Trecho da página:
--------------------------------------------------
Maria Clara Lucchetti Bingemer
Conheci o brilhante sociólogo Luiz Alberto Gómez de Souza quando ainda
era estudante de graduação em teologia. Em reuniões e eventos da Igreja
naqueles tempos de ouro da Teologia da Libertação, sua inteligência profunda se
destacava com análises lúcidas e simpatia irradiante. Presença encantadora e
amável, sempre conversava com os mais jovens, prestando-lhes toda a atenção
própria dos verdadeiros mestres. Assim foi no início de nossa amizade.
Depois que terminei o doutorado, nos anos 1990, tive oportunidade de
conviver mais com ele, já que fomos colegas de trabalho no Centro João XXIII –
IBRADES, situado na rua Bambina 115. Enquanto eu criava e organizava o
projeto diálogo fé e cultura, Luiz Alberto era o intelectual sênior da equipe
pluridisciplinar de pesquisadores, presença indispensável nos seminários de
peritos de gratíssima memória que o Centro promovia sob a batuta dos padres
Francisco Ivern SJ e João Mac Dowell SJ.
Ali conheci várias facetas (não todas) da riquíssima personalidade de
Luiz Alberto. Além da sólida formação e do brilho intelectual, sua figura
testemunhava uma riqueza rara tecida pelas muitas experiências internacionais
que vivera. Essas abrangiam a FAO, em Roma; Cuernavaca no México,
trabalhando com o brilhante e inovador Ivan Illitch; e toda, absolutamente toda
a América Latina, do México ao Uruguai e à Antártida argentina. Isso pôde ser
comprovado em todas as vezes que viajei a trabalho pelo continente.
Tempos mais tarde, meu marido, igualmente grande apreciador de Luiz Alberto, teve
a mesma experiência: não havia ninguém na Igreja da Pátria Grande que não
conhecesse e apreciasse profundamente o sociólogo gaúcho.
No Centro João XXIII, juntamente com os momentos de trabalho, tivemos
grandes conversas. Revelavam-se o indomável entusiasmo do homem de fé e o
largo horizonte de visão do intelectual que enxergava mais além do que se podia
ver simplesmente a olho nu. Quando mais tarde, participando do mesmo grupo de
reflexão que ele, o Grupo de Emaus, ouvi que o chamavam de Quixote, acreditei
não haver denominação mais adequada para esse filho de espanhola ardente e
apaixonado e para esse sonhador jamais esmorecido em seus desejos e esperanças.
Há pessoas que é bom não ouvir em tempos de desânimo e
depressão. Agravam nossa falta de vibração e nos fazem ver tudo ainda mais
sem perspectiva. Com Luiz Alberto era diferente. As crises lhe
espicaçavam a inteligência e o coração, fazendo-o sonhar alto e perseguir
ideais e desejos que quanto mais altos e impossíveis, mais o atraíam. E com
isso contagiava todos que com ele conviviam.
--------------------------------------------------
Registros fornecidos:

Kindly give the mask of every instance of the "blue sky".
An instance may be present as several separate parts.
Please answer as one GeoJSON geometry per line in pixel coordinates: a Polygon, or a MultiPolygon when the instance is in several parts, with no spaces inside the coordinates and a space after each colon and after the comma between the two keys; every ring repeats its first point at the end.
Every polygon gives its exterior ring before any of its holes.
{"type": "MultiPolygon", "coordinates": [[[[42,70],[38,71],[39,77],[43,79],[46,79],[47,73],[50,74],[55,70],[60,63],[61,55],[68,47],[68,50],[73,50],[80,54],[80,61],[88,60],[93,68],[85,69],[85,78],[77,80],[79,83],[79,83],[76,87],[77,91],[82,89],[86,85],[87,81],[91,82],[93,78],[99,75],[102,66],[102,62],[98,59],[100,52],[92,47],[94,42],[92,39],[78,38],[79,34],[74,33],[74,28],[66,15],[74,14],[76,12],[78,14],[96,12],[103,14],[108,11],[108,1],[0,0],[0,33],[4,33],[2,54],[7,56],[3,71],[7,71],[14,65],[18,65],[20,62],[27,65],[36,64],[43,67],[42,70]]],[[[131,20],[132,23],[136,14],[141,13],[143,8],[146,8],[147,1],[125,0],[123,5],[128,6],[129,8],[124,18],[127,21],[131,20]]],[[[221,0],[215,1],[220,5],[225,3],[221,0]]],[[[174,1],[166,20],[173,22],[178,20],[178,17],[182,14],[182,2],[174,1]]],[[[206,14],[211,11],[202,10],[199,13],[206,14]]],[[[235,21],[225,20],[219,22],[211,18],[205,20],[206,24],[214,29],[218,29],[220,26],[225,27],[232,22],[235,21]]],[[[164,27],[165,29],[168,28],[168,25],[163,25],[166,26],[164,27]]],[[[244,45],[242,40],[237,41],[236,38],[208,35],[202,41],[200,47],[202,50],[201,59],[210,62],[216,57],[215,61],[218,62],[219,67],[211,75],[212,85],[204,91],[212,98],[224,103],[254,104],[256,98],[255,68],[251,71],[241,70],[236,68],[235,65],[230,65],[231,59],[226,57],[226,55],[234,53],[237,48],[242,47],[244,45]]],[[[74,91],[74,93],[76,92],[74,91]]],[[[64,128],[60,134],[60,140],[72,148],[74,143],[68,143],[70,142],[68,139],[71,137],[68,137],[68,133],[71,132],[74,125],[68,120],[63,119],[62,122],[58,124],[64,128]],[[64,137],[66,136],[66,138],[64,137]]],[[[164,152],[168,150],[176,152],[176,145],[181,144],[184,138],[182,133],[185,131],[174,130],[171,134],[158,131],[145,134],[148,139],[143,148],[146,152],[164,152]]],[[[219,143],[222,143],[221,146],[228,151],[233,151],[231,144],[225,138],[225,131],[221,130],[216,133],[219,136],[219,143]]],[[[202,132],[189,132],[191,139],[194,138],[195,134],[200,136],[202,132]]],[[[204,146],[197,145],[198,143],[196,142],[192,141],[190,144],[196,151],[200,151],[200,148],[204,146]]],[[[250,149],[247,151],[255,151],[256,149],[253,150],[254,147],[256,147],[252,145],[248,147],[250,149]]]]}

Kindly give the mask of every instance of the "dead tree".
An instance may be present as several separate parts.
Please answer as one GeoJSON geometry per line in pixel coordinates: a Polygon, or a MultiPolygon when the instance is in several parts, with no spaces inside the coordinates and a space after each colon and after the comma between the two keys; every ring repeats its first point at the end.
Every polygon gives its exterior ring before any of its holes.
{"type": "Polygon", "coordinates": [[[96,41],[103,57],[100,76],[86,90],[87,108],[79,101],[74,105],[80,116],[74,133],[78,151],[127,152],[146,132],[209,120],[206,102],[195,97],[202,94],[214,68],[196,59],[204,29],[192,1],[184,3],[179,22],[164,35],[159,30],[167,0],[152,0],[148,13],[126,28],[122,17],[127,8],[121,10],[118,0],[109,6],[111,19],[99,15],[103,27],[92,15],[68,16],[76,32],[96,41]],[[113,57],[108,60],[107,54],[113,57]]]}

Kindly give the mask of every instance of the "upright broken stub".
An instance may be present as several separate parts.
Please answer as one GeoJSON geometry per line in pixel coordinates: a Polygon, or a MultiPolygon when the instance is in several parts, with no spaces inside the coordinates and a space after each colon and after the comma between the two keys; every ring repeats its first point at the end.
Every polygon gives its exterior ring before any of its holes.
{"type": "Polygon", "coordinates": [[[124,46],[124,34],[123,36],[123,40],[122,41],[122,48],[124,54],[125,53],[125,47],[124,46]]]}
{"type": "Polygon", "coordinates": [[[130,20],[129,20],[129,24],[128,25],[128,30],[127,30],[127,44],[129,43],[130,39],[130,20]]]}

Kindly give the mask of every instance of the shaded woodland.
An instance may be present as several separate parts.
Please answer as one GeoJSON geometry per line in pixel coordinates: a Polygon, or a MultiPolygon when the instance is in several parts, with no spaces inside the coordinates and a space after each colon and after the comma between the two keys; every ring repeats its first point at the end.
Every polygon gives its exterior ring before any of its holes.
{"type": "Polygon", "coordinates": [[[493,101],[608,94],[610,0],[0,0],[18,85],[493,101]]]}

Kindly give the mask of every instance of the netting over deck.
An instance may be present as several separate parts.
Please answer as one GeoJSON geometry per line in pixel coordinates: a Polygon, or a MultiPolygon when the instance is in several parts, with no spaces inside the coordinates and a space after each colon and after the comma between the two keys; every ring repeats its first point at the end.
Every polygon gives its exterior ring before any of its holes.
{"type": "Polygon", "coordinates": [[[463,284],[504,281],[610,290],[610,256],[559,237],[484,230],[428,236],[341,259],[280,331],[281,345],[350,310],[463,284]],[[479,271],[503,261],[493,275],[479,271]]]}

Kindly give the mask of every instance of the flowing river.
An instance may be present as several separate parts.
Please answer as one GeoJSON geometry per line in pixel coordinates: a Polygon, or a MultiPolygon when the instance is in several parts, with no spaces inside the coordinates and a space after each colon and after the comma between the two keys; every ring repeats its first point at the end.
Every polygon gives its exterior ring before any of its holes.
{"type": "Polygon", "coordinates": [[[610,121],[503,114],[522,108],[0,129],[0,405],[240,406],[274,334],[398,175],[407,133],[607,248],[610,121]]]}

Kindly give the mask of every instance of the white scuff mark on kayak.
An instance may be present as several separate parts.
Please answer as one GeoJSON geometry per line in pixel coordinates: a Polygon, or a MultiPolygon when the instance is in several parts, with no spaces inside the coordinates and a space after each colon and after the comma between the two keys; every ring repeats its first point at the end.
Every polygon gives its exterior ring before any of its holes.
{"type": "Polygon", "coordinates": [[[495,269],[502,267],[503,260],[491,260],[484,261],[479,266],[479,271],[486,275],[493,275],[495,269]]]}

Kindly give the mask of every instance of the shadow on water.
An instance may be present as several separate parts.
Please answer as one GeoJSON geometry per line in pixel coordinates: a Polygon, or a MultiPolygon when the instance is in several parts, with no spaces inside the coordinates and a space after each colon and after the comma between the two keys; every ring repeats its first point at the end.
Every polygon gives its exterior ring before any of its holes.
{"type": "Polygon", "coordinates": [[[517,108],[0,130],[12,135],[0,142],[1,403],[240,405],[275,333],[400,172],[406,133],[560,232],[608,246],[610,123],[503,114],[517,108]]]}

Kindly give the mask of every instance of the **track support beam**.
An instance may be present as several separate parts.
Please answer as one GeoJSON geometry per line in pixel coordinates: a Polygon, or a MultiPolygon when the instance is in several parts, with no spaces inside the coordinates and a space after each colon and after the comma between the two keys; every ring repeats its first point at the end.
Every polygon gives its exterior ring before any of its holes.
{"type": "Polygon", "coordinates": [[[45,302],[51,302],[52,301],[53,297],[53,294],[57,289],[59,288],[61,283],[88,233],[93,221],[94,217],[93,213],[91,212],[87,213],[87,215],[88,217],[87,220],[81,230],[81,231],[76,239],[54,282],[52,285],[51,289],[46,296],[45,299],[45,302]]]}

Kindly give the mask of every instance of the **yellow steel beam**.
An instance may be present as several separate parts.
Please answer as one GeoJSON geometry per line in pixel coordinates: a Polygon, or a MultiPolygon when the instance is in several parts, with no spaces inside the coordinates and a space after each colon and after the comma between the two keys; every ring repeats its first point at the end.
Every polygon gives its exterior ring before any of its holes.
--------------------------------------------------
Instruções de trabalho:
- a) Extraia do texto sobre Luiz Alberto Gómez de Souza tudo o que vai desde "Depois que terminei" até "Mac Dowell SJ.".
- b) Estenda o texto sobre Luiz Alberto Gómez de Souza, começando logo após a última frase apresentada.

Respostas por tarefa:
- a)
Depois que terminei o doutorado, nos anos 1990, tive oportunidade de
conviver mais com ele, já que fomos colegas de trabalho no Centro João XXIII –
IBRADES, situado na rua Bambina 115. Enquanto eu criava e organizava o
projeto diálogo fé e cultura, Luiz Alberto era o intelectual sênior da equipe
pluridisciplinar de pesquisadores, presença indispensável nos seminários de
peritos de gratíssima memória que o Centro promovia sob a batuta dos padres
Francisco Ivern SJ e João Mac Dowell SJ.

- b)
Quando o Centro João XXIII foi transferido para Brasília, Luiz Alberto
passou pelo CERIS como presidente; depois foi para a Universidade Cândido
Mendes, onde organizava seminários de alto nível sobre o diálogo da religião
com a secularidade e a diversidade do mundo de hoje. Recordo especialmente
quando trouxe ao Brasil o grande filósofo canadense Charles Taylor, que falou
para um auditório lotado de forma admirável. Ali na UCAM, além dos seminários,
Luiz Alberto patrocinava todo o processo de escolha e outorga do prêmio Alceu
de Amoroso Lima e outros, concedidos a indivíduos e entidades que defendem os
direitos humanos.
Há ainda um outro traço da personalidade multifacetada de Luiz Alberto
que acrescenta ao seu perfil de Quixote: seu amor fiel, apaixonado e constante
por Lúcia, sua mulher ao longo de 62 anos. Ao falar dela seu rosto
brilhava e seus olhos cresciam de espanto diante da beleza da amada.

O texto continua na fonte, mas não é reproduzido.